* _Task goal_
Please write out the material below again, from the line with "One point per instance, written like point(813, 126)" up to and including the line with "point(619, 173)", shifting every answer point by adding 93 to both of its coordinates. Keep the requests, and the sample points inside them, unchanged.

* _Rows_

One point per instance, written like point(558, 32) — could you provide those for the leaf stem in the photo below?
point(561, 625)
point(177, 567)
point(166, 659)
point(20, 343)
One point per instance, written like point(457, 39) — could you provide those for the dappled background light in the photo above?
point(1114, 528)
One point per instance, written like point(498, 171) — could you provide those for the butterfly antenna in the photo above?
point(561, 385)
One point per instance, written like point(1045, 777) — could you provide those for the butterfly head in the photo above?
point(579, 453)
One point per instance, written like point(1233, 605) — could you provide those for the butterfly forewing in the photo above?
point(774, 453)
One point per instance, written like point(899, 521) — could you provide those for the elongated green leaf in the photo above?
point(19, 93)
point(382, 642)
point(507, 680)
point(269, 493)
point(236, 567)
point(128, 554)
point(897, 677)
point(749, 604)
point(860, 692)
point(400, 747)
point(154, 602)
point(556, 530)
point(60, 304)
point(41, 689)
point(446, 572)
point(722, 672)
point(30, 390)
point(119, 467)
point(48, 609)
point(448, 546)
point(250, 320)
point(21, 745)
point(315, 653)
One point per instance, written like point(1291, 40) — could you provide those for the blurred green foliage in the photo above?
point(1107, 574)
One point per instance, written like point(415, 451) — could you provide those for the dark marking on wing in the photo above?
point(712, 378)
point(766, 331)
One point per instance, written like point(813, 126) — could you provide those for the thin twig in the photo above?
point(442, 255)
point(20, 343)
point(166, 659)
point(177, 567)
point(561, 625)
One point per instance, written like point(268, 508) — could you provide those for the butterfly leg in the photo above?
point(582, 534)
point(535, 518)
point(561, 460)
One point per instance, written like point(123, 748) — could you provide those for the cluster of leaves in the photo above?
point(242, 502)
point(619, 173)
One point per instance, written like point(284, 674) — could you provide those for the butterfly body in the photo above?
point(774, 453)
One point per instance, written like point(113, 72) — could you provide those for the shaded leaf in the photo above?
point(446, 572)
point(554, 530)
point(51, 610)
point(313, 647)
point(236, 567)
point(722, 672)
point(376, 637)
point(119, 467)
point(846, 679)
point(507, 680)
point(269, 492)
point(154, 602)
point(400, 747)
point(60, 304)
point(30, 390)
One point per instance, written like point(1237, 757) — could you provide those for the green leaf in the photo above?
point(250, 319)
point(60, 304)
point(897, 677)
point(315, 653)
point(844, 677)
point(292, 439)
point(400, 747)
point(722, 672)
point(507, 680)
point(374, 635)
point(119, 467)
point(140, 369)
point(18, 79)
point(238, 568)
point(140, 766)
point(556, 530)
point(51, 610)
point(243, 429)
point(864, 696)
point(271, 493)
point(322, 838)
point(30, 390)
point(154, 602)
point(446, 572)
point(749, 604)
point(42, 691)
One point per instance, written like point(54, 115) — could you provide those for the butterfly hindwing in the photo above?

* _Reply_
One point per instance, written like point(813, 126) — could you provide those for the thin twig in the photo above?
point(535, 348)
point(113, 436)
point(259, 752)
point(270, 660)
point(654, 718)
One point per instance, written like point(268, 508) — could you provide those for the butterfly leg in the photo above?
point(675, 627)
point(628, 611)
point(654, 553)
One point per instance, written like point(123, 748) — could you provide those for the cluster of leaves in the photo above?
point(335, 595)
point(712, 266)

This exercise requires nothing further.